- **THE EXERCISE**:
Please output the lines below as a numbered list, starting at the line that contains "Audit note: french" and ending at the line that contains "[[0, 42, 132, 83]]". Leave out any blank lines.

- **EXERCISE INPUT**:
________________________________________
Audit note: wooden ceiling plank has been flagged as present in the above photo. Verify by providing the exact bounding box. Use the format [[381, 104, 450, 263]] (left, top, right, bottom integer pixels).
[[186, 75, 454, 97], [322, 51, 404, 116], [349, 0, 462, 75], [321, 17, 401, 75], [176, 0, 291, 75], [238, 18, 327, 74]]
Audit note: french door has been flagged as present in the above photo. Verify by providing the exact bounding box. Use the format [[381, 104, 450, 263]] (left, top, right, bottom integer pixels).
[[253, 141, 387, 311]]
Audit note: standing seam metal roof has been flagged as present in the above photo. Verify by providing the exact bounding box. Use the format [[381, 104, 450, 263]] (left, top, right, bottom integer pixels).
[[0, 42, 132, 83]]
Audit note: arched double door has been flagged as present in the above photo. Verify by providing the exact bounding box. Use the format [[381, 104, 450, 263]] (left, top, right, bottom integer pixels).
________________________________________
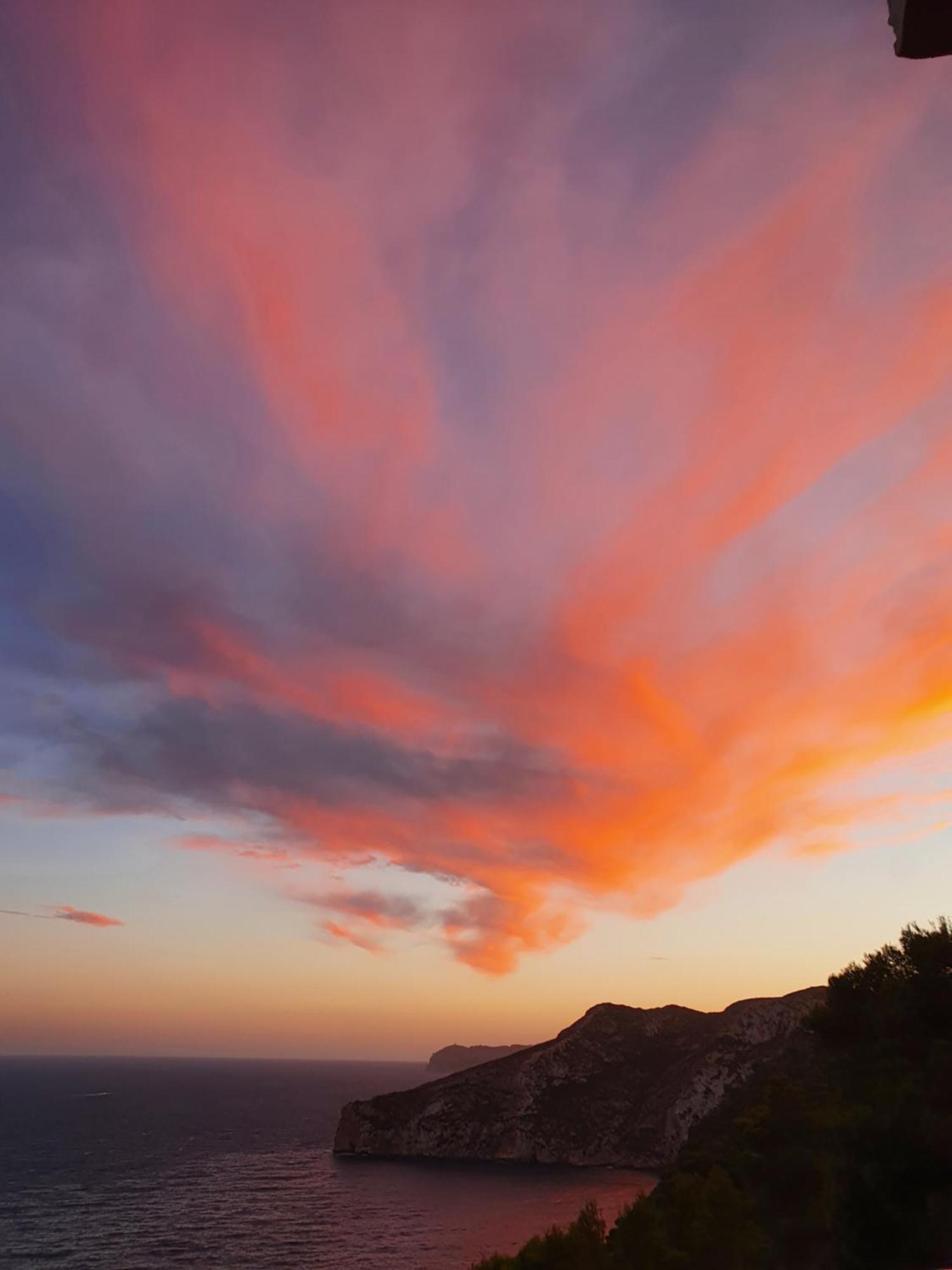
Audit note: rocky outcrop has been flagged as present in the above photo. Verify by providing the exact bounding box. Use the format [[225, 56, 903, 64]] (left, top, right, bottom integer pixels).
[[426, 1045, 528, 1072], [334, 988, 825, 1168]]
________________________________________
- **WRITTEN RESPONSE**:
1. Audit note: french door has been flagged as present in the above photo. Verify by providing the exact bounding box. Use the format [[381, 104, 450, 263]] (left, top, right, bottom integer pixels).
2. [[253, 141, 387, 311]]
3. Audit note: standing seam metal roof has been flagged as present in the above photo. Verify by providing the exact bounding box. Use the format [[381, 104, 450, 263]] (left, top, right, bottom integer pixels).
4. [[0, 42, 132, 83]]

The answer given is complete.